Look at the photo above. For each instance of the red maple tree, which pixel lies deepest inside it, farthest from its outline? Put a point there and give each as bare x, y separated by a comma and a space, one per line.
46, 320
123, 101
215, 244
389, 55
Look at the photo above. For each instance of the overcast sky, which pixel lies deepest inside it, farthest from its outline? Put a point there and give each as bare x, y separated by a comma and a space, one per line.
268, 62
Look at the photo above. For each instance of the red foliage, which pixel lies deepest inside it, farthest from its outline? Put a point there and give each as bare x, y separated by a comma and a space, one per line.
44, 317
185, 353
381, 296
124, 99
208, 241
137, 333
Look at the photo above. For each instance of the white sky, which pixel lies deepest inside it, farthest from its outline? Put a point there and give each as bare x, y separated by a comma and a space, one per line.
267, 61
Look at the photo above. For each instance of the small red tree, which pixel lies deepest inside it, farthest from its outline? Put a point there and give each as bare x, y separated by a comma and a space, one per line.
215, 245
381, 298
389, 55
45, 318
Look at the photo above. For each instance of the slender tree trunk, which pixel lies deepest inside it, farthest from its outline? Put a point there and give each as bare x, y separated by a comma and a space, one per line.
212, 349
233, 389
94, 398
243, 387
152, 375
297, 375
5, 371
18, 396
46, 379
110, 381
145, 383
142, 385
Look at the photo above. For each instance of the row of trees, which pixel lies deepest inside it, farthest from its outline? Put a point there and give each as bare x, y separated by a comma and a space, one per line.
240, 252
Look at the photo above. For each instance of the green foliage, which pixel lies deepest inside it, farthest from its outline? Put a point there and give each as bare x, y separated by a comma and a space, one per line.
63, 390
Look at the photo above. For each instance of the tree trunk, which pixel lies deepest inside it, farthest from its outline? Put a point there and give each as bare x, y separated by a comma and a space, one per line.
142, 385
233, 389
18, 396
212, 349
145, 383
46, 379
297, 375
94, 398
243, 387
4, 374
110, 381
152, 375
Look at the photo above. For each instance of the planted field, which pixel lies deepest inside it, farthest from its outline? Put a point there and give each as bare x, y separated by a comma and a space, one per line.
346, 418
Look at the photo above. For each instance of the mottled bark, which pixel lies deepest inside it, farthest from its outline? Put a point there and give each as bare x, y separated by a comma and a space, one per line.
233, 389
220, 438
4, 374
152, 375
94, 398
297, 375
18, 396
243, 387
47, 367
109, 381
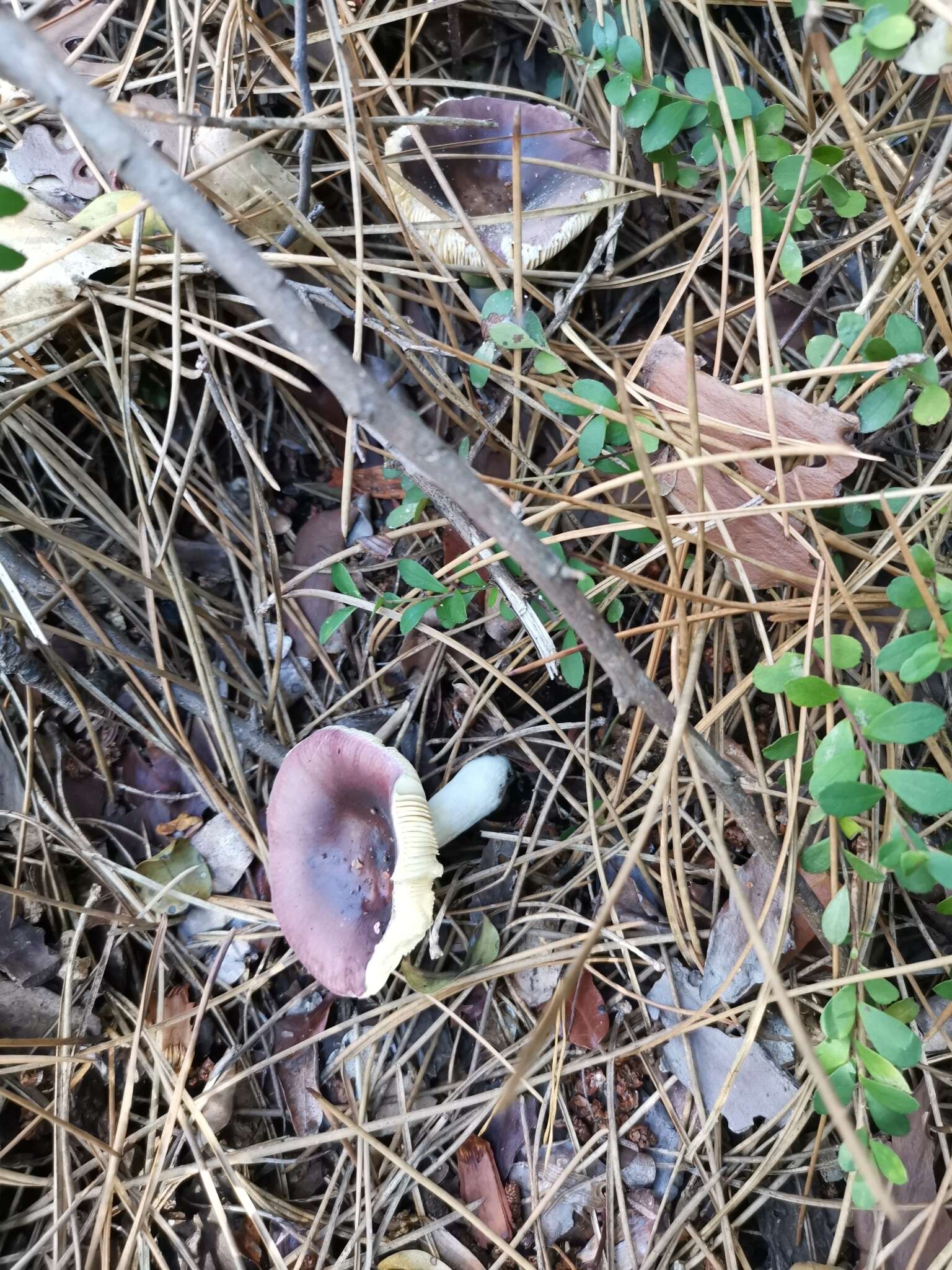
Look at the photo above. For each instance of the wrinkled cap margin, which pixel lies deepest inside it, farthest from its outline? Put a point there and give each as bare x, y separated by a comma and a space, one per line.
353, 859
483, 184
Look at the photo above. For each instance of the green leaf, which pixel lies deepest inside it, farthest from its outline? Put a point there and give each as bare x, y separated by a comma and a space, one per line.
922, 664
926, 793
11, 201
508, 334
818, 350
904, 593
863, 869
833, 1054
839, 1014
592, 440
573, 666
785, 747
843, 1082
880, 1068
881, 991
931, 406
547, 363
816, 858
791, 260
11, 259
889, 1162
845, 60
786, 172
845, 652
606, 37
889, 1096
594, 393
771, 121
771, 223
630, 56
482, 950
500, 304
904, 334
892, 33
907, 723
180, 866
924, 562
885, 1119
835, 917
880, 407
700, 83
899, 651
770, 149
906, 1010
843, 1156
617, 91
775, 677
638, 112
412, 618
343, 582
809, 690
415, 575
739, 104
664, 125
330, 624
890, 1038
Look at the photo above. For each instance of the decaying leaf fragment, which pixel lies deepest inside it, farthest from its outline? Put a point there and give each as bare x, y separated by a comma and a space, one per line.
30, 298
250, 186
731, 420
479, 1180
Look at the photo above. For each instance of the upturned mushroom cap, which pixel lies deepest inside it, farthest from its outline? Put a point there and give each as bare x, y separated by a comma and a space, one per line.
484, 184
353, 859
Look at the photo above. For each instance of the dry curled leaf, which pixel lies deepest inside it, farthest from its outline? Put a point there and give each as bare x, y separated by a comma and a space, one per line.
588, 1018
479, 1180
252, 187
733, 420
40, 233
115, 203
412, 1259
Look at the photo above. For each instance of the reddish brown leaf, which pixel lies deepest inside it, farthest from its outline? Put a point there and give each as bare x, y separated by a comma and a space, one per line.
368, 481
479, 1180
178, 827
725, 412
588, 1018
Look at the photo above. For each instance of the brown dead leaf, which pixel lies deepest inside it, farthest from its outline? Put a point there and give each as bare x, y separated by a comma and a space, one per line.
298, 1073
724, 411
252, 187
588, 1018
368, 479
24, 956
177, 1033
178, 827
917, 1151
479, 1180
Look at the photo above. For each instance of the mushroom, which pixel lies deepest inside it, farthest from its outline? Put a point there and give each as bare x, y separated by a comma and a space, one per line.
353, 851
477, 163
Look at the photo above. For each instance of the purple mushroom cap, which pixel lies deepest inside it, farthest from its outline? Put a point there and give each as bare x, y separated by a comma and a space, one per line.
353, 859
478, 166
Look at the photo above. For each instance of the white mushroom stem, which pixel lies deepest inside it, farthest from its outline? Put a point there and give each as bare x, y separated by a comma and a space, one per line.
474, 793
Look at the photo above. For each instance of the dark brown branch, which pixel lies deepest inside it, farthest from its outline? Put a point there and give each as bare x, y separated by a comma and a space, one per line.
25, 60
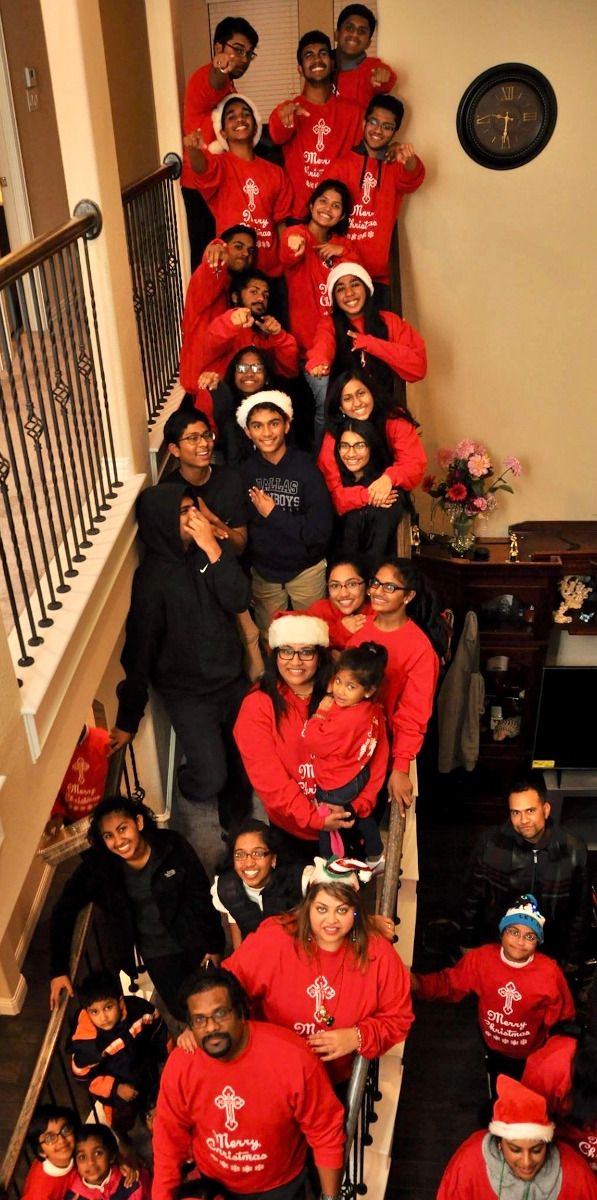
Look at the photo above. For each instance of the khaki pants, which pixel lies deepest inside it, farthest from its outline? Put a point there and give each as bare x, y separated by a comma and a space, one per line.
301, 593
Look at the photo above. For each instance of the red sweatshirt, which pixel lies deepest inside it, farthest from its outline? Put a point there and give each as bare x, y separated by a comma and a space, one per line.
248, 1121
356, 84
289, 989
465, 1176
404, 351
406, 471
314, 142
378, 190
339, 636
200, 99
342, 742
518, 1002
549, 1073
306, 281
277, 761
223, 339
409, 685
255, 193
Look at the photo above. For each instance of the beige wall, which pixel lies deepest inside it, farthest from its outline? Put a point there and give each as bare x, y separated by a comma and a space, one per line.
499, 267
25, 47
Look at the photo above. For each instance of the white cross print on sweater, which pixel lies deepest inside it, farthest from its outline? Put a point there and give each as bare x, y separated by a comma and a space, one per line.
510, 994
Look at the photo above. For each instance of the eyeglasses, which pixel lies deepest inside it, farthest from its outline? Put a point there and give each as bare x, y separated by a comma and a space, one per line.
349, 586
306, 654
49, 1139
199, 1021
194, 438
387, 587
387, 126
241, 53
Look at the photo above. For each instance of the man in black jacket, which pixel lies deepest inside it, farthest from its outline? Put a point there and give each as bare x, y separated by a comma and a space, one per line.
181, 636
529, 853
155, 894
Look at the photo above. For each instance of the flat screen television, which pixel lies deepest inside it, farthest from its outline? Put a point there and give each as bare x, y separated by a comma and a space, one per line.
566, 731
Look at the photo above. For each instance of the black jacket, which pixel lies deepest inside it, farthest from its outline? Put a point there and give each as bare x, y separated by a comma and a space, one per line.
180, 888
504, 867
180, 631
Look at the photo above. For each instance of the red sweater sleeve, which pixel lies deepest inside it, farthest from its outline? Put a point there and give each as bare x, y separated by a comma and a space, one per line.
282, 796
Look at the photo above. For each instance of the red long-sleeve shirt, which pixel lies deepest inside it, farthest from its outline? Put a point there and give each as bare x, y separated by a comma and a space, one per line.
200, 99
409, 685
378, 190
223, 339
254, 192
342, 742
314, 142
404, 351
356, 84
306, 281
518, 1002
277, 761
247, 1121
406, 471
289, 988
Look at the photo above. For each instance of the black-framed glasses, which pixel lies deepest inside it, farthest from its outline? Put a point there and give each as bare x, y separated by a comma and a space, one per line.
49, 1139
241, 53
387, 587
199, 1021
306, 654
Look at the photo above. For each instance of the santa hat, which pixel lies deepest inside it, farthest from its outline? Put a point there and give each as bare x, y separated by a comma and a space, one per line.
525, 911
519, 1114
348, 269
217, 115
276, 399
297, 629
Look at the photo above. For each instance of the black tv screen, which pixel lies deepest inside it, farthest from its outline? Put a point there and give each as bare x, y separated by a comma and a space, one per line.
566, 732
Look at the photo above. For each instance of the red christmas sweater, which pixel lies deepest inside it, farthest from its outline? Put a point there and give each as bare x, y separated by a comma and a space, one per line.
248, 1121
342, 742
518, 1002
549, 1072
255, 193
409, 685
200, 99
277, 761
406, 471
465, 1176
339, 636
356, 84
223, 339
83, 785
289, 988
314, 142
378, 190
307, 282
404, 351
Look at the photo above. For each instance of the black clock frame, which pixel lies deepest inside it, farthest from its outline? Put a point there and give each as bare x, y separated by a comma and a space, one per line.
483, 83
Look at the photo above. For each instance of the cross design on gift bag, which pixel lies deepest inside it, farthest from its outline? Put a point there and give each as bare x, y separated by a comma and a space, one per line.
320, 991
230, 1102
321, 131
510, 994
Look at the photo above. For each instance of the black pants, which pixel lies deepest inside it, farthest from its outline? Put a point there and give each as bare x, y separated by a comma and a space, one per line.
213, 767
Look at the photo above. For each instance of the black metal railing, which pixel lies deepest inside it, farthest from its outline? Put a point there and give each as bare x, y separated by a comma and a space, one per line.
152, 241
58, 466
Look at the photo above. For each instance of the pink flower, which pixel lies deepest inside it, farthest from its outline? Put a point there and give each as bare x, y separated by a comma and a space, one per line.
513, 465
480, 465
457, 492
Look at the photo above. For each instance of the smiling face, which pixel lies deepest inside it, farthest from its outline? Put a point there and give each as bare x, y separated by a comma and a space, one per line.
350, 295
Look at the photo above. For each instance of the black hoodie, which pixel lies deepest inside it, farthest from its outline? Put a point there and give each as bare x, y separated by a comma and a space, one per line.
180, 631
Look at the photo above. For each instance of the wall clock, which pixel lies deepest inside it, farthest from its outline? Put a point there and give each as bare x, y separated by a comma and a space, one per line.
506, 115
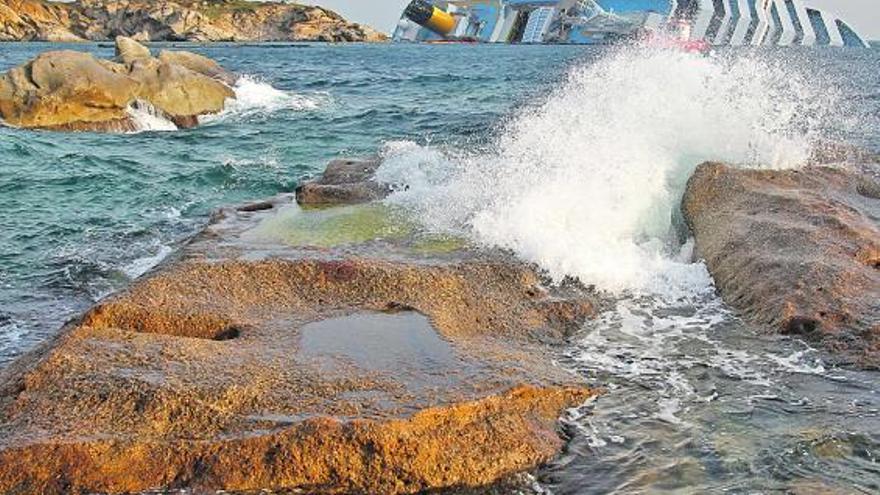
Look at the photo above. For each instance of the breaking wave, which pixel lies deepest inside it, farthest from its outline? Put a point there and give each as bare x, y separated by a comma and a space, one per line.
147, 118
587, 183
256, 97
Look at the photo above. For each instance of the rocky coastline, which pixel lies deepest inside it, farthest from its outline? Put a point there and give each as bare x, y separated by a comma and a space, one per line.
179, 20
277, 351
74, 91
321, 342
796, 251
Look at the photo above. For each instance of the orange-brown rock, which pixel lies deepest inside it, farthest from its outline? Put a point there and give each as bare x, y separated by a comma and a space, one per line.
198, 63
797, 250
263, 358
68, 90
178, 20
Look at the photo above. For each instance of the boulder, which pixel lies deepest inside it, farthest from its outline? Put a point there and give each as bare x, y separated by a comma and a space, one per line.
179, 92
260, 360
344, 182
795, 250
68, 90
65, 90
198, 63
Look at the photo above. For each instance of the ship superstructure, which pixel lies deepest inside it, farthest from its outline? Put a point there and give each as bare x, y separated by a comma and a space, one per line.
718, 22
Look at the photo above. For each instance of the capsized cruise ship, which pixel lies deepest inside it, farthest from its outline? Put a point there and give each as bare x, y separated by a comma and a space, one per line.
717, 22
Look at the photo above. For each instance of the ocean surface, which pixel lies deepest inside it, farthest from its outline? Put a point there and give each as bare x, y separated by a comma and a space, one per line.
573, 158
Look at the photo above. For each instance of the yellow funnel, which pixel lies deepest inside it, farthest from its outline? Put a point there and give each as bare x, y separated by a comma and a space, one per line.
424, 14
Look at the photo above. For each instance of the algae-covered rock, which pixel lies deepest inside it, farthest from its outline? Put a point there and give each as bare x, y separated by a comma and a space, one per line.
797, 250
352, 364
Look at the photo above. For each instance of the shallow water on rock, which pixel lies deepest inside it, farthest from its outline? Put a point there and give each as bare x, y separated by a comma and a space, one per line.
404, 345
697, 402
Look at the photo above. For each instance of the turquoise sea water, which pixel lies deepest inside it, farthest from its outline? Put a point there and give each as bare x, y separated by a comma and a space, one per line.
81, 214
699, 402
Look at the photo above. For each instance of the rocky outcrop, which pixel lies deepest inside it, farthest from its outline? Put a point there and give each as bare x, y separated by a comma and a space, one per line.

◆ ◆ ◆ ◆ ◆ ◆ ◆

#### Given instruction:
The required output is the exact sequence of lines from the one containing "Look at the photo above. For each instance of the capsized" through the end of the listing, both endpoints included.

#### Result below:
Look at the photo above. For each instance of the capsized cruise ship, which pixel lies deepest inside it, farthest from its outline? Put a point there and give each as bare x, y separated by a comma and a space, one per line.
717, 22
Look at the photo above. For each instance of the ocean surface, which pixel lies deepest inside it, farthest from its outline? Put a point there and give each as bare x, y separated by a comma and a space, one per line.
573, 158
Look at the photo above. For each instance of the yellow funnel, which pixel lies deepest inside it, farthest from its outline? Put a point there and give each as bare x, y separated by a comma and a space, one per line.
424, 14
Look at the photo above. For each instance of the algae-covered rock, which pixel lies deepest inside it, farthest from its outline? Put a point there and give each as bare x, y separated by a comma and a space, one per line.
797, 250
352, 364
Look at the photo above. For each instance of the shallow water on rock, which pixel lies deepest inside it, farthest from its outline? Put a point there and give each as bare x, y separated by a comma and a space, one per line.
404, 345
697, 402
Look at the photo above. For each instance of the turquoise sea water, which pixel lies deepest inside it, farthest from its outline? Put a point there and give each as bare x, y separated by a comma and a space, one per line.
81, 214
699, 402
Look at the photo above. For each instance of the rocky outcrop, which pixel lies deepest inside it, farthest from its outline? Put a point there and give each as bare x, y separated by a comma and a space, one per line.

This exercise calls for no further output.